- _Prompt_: The answer should be one number only, namely how many lines of the records hold the word "jersey".

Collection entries
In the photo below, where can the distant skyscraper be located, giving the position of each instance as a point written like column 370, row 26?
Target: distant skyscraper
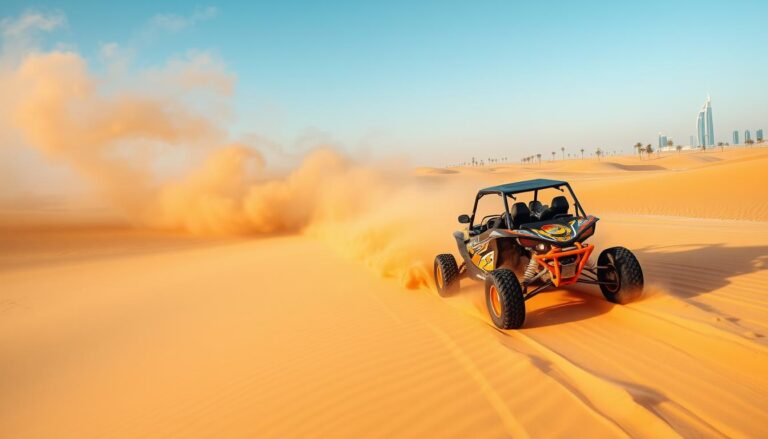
column 704, row 126
column 710, row 127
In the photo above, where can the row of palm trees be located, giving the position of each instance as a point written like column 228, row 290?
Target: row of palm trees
column 599, row 152
column 480, row 162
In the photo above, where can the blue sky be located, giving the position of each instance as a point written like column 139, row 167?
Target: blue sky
column 442, row 81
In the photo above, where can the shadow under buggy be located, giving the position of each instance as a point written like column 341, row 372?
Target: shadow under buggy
column 530, row 247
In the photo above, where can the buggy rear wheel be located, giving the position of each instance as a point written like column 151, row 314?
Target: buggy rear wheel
column 621, row 272
column 446, row 275
column 504, row 298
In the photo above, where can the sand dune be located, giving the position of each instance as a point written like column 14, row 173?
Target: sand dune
column 119, row 332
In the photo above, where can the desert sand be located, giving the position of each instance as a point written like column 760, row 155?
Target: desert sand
column 335, row 330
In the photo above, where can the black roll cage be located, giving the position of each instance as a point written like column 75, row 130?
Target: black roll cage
column 505, row 194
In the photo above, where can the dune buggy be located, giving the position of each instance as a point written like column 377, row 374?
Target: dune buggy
column 531, row 247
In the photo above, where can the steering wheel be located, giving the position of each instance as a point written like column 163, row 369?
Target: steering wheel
column 487, row 219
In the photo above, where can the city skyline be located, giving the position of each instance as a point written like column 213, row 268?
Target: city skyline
column 705, row 126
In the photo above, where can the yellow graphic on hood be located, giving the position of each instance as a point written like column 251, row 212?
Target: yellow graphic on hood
column 557, row 232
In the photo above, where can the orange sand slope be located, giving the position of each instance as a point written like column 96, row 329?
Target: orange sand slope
column 125, row 333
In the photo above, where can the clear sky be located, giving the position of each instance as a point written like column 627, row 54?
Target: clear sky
column 442, row 81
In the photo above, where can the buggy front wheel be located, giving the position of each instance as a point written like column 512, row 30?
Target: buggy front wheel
column 446, row 275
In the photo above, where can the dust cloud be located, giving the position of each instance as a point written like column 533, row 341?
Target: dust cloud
column 158, row 151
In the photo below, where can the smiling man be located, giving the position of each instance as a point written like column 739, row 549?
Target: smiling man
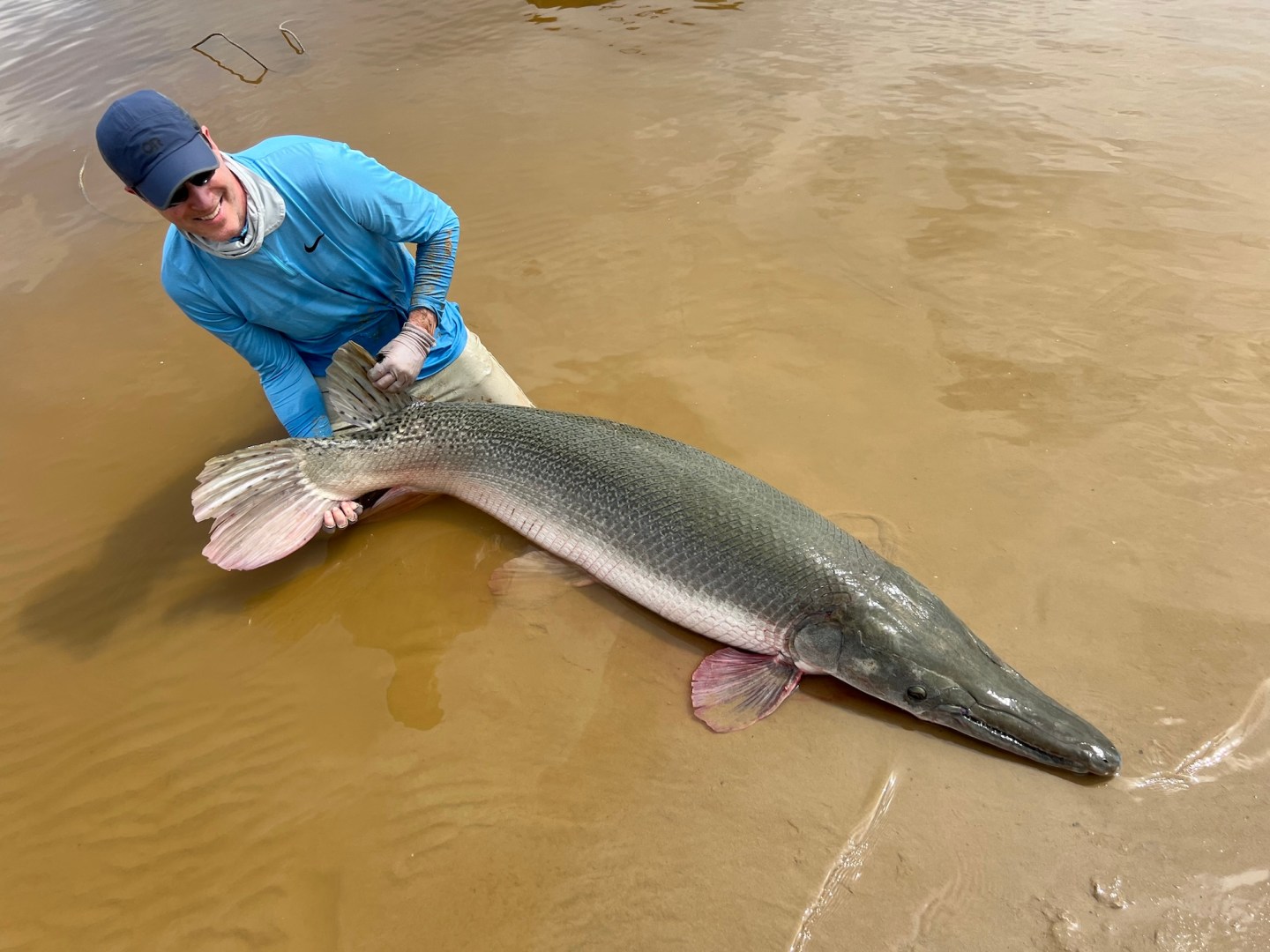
column 294, row 247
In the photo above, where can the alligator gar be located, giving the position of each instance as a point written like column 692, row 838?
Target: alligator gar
column 671, row 527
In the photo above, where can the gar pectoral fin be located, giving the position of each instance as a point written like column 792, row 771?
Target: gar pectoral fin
column 351, row 394
column 732, row 689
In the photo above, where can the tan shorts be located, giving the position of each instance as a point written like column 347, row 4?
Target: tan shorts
column 474, row 377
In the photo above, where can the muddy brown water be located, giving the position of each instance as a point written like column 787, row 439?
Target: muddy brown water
column 987, row 283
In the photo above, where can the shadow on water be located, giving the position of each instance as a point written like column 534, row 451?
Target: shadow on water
column 83, row 607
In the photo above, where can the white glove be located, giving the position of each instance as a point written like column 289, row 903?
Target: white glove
column 398, row 365
column 340, row 516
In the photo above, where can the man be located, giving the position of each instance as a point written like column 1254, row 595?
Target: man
column 294, row 247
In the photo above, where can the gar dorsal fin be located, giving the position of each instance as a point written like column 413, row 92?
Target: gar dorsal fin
column 352, row 395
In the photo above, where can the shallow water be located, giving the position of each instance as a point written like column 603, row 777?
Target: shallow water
column 983, row 282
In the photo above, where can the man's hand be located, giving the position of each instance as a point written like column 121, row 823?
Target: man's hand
column 398, row 365
column 340, row 516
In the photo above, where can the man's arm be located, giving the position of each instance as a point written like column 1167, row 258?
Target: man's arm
column 400, row 210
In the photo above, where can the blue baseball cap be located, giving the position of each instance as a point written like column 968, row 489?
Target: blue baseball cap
column 153, row 145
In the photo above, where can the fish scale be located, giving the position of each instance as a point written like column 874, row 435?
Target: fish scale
column 680, row 531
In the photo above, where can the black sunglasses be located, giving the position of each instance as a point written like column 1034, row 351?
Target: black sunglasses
column 182, row 193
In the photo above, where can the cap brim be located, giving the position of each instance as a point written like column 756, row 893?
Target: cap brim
column 172, row 172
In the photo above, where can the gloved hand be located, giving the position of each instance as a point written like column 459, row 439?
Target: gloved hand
column 340, row 516
column 398, row 365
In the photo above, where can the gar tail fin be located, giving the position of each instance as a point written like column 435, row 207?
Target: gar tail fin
column 352, row 395
column 263, row 504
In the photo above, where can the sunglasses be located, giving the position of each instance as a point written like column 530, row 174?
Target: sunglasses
column 182, row 193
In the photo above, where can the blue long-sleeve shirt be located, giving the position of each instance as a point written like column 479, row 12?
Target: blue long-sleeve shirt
column 334, row 271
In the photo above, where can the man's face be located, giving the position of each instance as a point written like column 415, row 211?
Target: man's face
column 215, row 211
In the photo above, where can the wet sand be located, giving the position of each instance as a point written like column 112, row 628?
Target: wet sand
column 983, row 283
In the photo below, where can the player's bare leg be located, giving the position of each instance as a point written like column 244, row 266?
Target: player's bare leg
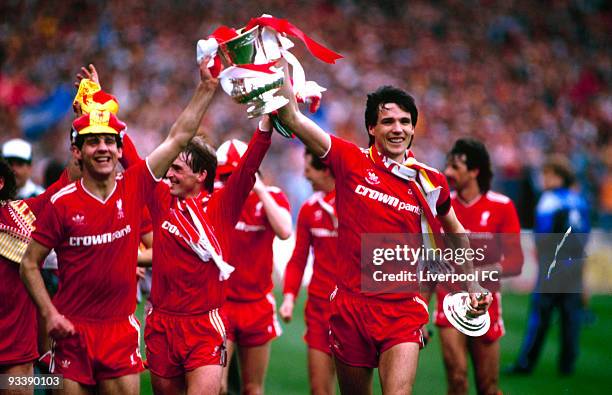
column 321, row 372
column 72, row 387
column 225, row 374
column 205, row 380
column 253, row 366
column 354, row 379
column 485, row 357
column 397, row 368
column 165, row 385
column 23, row 369
column 124, row 385
column 454, row 353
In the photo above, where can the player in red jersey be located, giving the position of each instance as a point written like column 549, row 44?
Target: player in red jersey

- _Expected answer_: 2